_Given task_:
Write out every entry exactly as given, but omit the pictures.

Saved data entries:

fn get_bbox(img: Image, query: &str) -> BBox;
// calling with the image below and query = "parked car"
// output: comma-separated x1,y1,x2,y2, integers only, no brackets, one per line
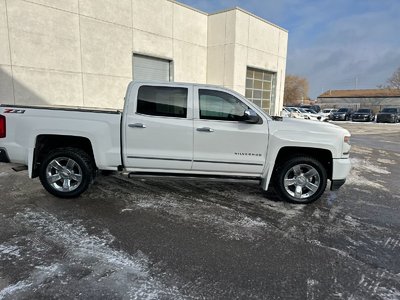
328,108,337,120
376,107,400,123
319,108,337,118
300,105,321,113
318,108,337,121
286,106,308,119
331,107,353,121
299,107,321,121
0,82,351,204
282,107,304,119
351,108,375,122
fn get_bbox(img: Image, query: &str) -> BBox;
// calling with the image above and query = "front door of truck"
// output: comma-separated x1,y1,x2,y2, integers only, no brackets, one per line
192,88,268,176
123,84,193,172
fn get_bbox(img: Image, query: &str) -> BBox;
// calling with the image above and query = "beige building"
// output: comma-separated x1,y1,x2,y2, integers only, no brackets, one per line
0,0,288,114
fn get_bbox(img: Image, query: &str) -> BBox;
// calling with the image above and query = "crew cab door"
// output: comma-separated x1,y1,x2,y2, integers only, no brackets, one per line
123,84,193,172
192,87,268,175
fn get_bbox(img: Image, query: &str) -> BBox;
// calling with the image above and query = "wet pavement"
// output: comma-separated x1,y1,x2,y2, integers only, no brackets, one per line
0,122,400,299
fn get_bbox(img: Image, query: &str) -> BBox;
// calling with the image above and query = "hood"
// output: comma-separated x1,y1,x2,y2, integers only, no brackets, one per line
271,118,350,135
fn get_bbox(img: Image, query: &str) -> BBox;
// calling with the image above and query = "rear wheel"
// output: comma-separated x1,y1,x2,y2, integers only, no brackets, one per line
39,148,95,198
274,156,327,204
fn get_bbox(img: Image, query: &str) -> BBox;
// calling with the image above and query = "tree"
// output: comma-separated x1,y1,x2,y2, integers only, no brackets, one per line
378,67,400,89
283,75,308,105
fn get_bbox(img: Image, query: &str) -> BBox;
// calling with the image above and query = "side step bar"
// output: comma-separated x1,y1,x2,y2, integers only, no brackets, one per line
128,172,261,183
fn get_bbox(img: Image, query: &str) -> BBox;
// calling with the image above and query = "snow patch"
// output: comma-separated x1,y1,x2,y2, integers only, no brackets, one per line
351,145,372,154
346,158,390,191
351,158,391,174
127,194,268,240
377,158,397,165
0,244,21,257
0,280,32,299
0,209,184,299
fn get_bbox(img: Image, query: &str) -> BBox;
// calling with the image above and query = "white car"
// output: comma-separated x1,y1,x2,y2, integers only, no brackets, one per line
282,107,304,119
0,82,350,204
299,108,321,121
319,108,337,121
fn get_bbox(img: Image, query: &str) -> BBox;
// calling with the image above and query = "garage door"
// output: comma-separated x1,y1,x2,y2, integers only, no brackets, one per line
133,55,171,81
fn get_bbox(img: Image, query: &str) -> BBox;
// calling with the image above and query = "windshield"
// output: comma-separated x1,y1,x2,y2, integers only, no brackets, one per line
382,108,397,114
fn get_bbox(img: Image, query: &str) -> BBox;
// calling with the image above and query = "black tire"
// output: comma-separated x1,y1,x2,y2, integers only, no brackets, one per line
273,156,327,204
39,147,95,198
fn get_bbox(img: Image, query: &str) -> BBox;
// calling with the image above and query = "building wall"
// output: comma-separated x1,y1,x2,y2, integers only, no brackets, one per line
0,0,287,111
207,9,288,114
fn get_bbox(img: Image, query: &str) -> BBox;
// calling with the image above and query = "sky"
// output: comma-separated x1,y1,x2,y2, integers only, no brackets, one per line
179,0,400,99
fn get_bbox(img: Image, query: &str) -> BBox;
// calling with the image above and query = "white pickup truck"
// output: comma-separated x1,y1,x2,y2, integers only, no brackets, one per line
0,82,350,203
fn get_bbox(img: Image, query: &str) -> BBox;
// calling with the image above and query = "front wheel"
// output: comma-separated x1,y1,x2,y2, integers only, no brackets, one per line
274,156,327,204
39,148,95,198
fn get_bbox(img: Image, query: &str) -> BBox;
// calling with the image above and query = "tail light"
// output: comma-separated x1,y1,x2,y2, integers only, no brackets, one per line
0,115,6,138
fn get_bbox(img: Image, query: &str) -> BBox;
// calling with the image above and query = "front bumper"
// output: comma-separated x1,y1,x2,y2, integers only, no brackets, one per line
331,158,351,191
376,115,396,123
331,179,346,191
331,115,346,121
352,116,371,122
0,148,10,163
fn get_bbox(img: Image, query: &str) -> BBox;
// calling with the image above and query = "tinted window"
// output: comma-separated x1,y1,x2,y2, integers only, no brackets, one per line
382,108,397,114
136,86,188,118
199,90,248,121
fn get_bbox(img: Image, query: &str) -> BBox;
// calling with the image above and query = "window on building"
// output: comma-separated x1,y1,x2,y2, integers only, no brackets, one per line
132,54,173,81
245,68,276,113
136,86,188,118
199,89,248,121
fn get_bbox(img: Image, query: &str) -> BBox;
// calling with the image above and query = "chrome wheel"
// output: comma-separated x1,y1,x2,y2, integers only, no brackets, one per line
284,164,321,200
46,157,82,192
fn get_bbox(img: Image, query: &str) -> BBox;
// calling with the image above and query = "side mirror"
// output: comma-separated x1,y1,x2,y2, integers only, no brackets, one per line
243,109,260,124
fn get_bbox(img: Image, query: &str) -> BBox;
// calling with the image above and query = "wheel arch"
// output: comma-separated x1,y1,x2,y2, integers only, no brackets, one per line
32,134,96,178
273,147,333,179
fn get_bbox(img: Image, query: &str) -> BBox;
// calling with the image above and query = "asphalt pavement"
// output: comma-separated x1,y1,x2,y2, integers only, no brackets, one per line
0,122,400,299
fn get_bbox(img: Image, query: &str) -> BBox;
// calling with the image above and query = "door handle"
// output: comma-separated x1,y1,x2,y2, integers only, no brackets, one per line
196,127,214,132
128,123,146,128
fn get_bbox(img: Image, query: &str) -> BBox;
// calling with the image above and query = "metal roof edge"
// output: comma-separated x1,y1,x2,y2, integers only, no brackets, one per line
167,0,289,32
167,0,209,16
209,6,289,32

_Written solution_:
fn get_bbox(img: Image, query: &str) -> BBox;
// calling with the image below and query = "parked car"
// output: comma-separated x1,y1,x2,y2, integers only, no brackets, one per line
328,108,337,120
376,107,400,123
319,108,337,118
300,105,321,113
318,108,337,121
286,106,308,119
331,107,353,121
299,107,321,121
0,82,351,204
282,107,304,119
351,108,375,122
fn get_bbox(img: Image, query: &str) -> BBox;
// calling with the image above and query = "front door of truck"
// output: comma-separated x1,y1,x2,y2, integers only, no brackets, one per line
192,88,268,176
123,84,193,172
fn get_bbox(img: Image, query: &str) -> BBox;
// calling with the image above and query = "beige building"
// output: comma-separated x1,y1,x2,y2, integers only, no brackets, one per line
0,0,288,114
fn get_bbox(img: Image, query: &str) -> BBox;
// calling with the image above and query = "crew cab door"
// output: comma-separated x1,y1,x2,y2, integers only, no brackets, one per line
123,84,193,172
192,87,268,175
fn get_bbox(img: Image, query: &str) -> BBox;
// calling with the image above and query = "wet pavement"
// output: comma-separated x1,y1,x2,y2, integers only, no brackets, one per line
0,122,400,299
fn get_bbox(img: Image, query: &str) -> BBox;
// calling with the image above and query = "hood"
// output: comma-separated x1,y1,x2,y2, integers only, no brackets, one per line
271,118,350,135
fn get_bbox(img: Image, query: &str) -> BBox;
// calling with the image above and query = "rear wheel"
// output: comma-separated x1,y1,x2,y2, integers only, no brackets, one per line
39,148,95,198
274,156,327,204
fn get_bbox(img: Image, query: &str) -> BBox;
// calling with the image above and query = "tree"
// output: comma-separated x1,y1,x2,y2, integers only, no brackets, one per line
378,67,400,89
283,75,308,105
fn get_bbox(img: Image, query: &str) -> BBox;
// calling with the image above and query = "side step bar"
// output: comma-separated x1,y1,x2,y2, integers only, no brackets, one per line
128,172,261,183
fn get_bbox(img: Image, query: &str) -> BBox;
// calling with the image above and query = "snow patch"
// output: comma-separated x1,y1,x2,y2, integers only, no brackets, one per line
351,145,372,154
346,158,390,191
351,158,391,174
127,194,268,240
377,158,397,165
0,244,21,257
0,280,32,299
0,209,184,299
fn get_bbox(img: Image, query: &str) -> BBox;
// calling with the image above and query = "white car"
// output: comma-separated x1,y1,x2,y2, integers only, no brackets, one per line
282,107,304,119
0,82,350,204
299,108,321,121
319,108,337,121
fn get_bbox(img: Image, query: &str) -> BBox;
// calling with the image above and query = "garage door"
// output: comma-separated x1,y1,x2,y2, integers only, no brackets, one per line
133,55,171,81
fn get_bbox(img: Image, query: &str) -> BBox;
// calling with the image above and query = "windshield"
// output: comma-separated x1,y1,x2,y2, integers only, no brackets, one per line
382,108,397,114
fn get_bbox(img: Image, query: &str) -> BBox;
// calling with the image above and query = "black tire"
// output: comma-separated x1,y1,x2,y2, integers only, no brackets, one per line
273,156,327,204
39,147,95,198
fn get_bbox(img: Image, query: &str) -> BBox;
// calling with the image above and query = "building wall"
// output: comma-separated x1,y1,x2,y2, integers only, no brackets, one per line
0,0,287,111
207,9,288,114
fn get_bbox(img: Image, query: &str) -> BBox;
// calling with the image above and query = "sky"
// output: comma-separated x1,y1,x2,y2, integers only, no brackets, one per line
179,0,400,99
fn get_bbox(img: Image, query: &str) -> BBox;
// calling with the image above and query = "white pickup truck"
// output: comma-separated x1,y1,x2,y2, integers only, no brackets, one per line
0,82,350,203
fn get_bbox(img: Image, query: &str) -> BBox;
// calling with the image above and query = "front wheel"
// output: comma-separated x1,y1,x2,y2, integers only, no brackets, one per line
274,156,327,204
39,148,95,198
fn get_bbox(img: Image, query: &str) -> BBox;
// calling with the image above and query = "tail light"
// output: comma-separated x1,y1,x2,y2, integers only, no brackets, one per line
0,115,6,138
fn get_bbox(img: Image, query: &str) -> BBox;
// calling with the image above and query = "front bumper"
// output: comma-separated x1,y1,x2,y2, integers only, no brackets, one per line
331,158,351,191
376,115,396,123
331,179,346,191
331,115,346,121
352,116,371,122
0,148,10,163
fn get_bbox(img: Image, query: &str) -> BBox;
// calling with the image above and query = "tinted window"
// output: comma-separated x1,y1,x2,y2, integers only, no brackets, one per line
382,108,397,114
136,86,188,118
199,90,248,121
fn get_bbox(img: Image, query: &str) -> BBox;
// calling with the image above and query = "window on building"
// output: comma-separated x1,y1,x2,y2, integers only, no brackets, one per line
132,54,173,81
245,68,276,113
136,86,188,118
199,89,248,121
fn get_bbox(img: Image, query: &str) -> BBox;
// calling with the image above and query = "chrome wheel"
// output: comma-separated x1,y1,x2,y2, integers only, no brackets, one per line
284,164,321,200
46,157,82,192
fn get_bbox(img: Image, query: &str) -> BBox;
// calling with the image above and query = "side mirror"
// output: comma-separated x1,y1,x2,y2, integers only, no brackets, one per line
243,109,260,124
fn get_bbox(img: Image, query: &str) -> BBox;
// calling with the image above and query = "wheel arch"
// output: comma-separated x1,y1,x2,y2, integers only, no brackets, one per line
32,134,96,178
273,147,333,179
fn get_bbox(img: Image, query: &str) -> BBox;
// calling with the image above and query = "asphalt pavement"
// output: comma-separated x1,y1,x2,y2, integers only, no brackets, one per line
0,122,400,299
fn get_bbox(img: Image, query: &str) -> BBox;
// calling with the image above and query = "door handle"
// output: comma-separated x1,y1,x2,y2, integers only, no brackets, one per line
196,127,214,132
128,123,146,128
fn get_bbox(img: Image, query: &str) -> BBox;
// calling with the image above and query = "metal roof edge"
// output: comma-separated x1,y1,x2,y2, integers only, no brackets, one per line
167,0,289,32
167,0,209,16
209,6,289,32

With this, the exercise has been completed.